*** Opening of SUPPLIED RECORDS ***

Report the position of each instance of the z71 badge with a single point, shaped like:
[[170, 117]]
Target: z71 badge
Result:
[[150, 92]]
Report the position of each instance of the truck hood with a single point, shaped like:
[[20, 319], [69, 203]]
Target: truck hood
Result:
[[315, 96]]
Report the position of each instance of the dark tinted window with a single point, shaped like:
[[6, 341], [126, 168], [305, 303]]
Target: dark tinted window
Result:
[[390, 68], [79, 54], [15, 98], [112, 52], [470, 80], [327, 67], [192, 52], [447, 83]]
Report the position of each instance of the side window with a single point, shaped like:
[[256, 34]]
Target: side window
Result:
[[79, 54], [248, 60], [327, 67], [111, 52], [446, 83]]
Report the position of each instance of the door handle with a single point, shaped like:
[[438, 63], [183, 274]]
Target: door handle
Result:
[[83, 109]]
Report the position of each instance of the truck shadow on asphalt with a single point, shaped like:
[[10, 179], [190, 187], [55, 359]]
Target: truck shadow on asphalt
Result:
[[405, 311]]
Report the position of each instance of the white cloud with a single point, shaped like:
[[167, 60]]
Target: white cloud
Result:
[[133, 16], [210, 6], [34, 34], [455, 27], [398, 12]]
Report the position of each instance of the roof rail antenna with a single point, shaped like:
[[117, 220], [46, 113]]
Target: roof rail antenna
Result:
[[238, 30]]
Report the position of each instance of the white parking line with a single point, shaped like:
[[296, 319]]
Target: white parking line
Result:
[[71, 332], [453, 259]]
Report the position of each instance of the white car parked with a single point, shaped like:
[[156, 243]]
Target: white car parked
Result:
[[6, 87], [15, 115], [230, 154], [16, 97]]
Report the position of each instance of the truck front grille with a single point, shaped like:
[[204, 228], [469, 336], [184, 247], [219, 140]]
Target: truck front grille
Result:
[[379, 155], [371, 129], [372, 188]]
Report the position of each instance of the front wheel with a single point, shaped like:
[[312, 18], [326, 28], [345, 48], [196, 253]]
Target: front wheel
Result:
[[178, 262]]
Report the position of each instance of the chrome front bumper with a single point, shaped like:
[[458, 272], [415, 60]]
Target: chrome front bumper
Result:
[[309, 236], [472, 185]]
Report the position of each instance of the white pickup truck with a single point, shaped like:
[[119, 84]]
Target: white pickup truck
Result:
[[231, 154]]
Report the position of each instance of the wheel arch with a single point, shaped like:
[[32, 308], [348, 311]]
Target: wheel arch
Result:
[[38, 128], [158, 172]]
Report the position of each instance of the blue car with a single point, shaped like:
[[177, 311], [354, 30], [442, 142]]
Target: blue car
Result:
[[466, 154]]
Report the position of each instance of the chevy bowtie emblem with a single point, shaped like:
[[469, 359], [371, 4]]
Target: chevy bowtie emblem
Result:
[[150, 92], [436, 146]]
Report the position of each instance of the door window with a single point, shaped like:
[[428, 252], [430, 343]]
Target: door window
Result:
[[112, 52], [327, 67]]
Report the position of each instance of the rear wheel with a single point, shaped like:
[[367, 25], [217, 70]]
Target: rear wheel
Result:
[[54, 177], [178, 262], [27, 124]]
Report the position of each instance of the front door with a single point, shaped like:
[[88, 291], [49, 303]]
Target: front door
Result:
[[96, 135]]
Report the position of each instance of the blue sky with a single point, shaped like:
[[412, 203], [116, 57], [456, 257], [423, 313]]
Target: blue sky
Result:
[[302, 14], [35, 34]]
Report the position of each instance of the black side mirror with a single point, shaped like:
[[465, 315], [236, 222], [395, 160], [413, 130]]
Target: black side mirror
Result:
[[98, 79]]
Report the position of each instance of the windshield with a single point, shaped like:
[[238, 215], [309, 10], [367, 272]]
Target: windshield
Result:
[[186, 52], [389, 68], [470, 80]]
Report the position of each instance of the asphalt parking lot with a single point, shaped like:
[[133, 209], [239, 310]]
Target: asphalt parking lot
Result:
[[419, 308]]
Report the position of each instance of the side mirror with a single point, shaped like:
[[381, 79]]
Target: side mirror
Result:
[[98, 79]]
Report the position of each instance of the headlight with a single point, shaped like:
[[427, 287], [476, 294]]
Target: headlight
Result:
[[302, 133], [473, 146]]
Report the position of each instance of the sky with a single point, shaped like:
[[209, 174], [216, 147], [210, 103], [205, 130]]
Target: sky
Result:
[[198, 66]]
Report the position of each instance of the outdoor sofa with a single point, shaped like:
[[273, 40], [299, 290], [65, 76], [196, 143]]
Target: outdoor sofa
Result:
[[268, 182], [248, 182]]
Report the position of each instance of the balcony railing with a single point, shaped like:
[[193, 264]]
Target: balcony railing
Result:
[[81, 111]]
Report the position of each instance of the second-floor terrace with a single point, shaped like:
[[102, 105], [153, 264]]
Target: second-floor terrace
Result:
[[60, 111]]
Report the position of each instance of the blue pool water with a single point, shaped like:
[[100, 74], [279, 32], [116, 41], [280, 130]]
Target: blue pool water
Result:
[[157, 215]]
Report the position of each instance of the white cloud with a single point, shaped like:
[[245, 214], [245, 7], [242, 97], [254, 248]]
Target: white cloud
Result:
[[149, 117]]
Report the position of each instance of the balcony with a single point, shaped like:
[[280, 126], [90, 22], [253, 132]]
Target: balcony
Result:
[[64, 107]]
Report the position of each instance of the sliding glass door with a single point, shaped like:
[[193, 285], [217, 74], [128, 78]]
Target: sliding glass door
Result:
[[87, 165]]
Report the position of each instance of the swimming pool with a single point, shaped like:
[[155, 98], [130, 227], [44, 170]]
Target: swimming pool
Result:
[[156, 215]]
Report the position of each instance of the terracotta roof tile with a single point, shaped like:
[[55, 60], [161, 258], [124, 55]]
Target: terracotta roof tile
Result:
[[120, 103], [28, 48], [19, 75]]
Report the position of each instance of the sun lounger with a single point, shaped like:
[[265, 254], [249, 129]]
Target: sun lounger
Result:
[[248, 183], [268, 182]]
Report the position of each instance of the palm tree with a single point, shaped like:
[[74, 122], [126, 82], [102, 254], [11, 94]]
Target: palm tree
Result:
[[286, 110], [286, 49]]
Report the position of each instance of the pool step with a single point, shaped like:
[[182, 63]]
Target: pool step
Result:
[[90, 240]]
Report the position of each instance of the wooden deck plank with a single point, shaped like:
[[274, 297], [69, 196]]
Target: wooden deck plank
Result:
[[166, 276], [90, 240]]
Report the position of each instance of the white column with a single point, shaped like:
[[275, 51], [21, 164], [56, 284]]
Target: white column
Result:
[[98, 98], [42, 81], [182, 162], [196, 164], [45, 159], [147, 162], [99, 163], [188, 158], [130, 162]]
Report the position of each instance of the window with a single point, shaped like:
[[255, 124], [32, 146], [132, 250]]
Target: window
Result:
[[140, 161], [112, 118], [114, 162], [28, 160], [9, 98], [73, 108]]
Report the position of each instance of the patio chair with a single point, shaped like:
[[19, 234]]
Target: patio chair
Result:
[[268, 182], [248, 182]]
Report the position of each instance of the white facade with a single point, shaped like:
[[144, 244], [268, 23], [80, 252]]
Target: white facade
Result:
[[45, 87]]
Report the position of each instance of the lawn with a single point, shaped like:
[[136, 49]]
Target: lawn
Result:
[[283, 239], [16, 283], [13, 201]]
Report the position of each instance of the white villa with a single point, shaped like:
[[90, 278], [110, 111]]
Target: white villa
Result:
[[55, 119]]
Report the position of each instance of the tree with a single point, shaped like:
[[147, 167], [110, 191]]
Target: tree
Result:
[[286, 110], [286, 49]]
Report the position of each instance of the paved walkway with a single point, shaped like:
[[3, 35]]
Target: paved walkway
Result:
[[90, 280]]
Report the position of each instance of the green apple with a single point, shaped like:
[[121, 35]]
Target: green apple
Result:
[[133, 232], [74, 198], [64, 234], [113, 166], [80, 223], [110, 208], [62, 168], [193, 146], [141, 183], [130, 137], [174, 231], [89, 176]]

*** Close of SUPPLIED RECORDS ***

### WHAT THIS TASK INVOLVES
Across the whole listing above, find every line with the string "deck" and copy it.

### RESPONSE TO THE EXERCISE
Report the position of each instance of the wooden deck plank with a single point, shaped like:
Target: wooden deck plank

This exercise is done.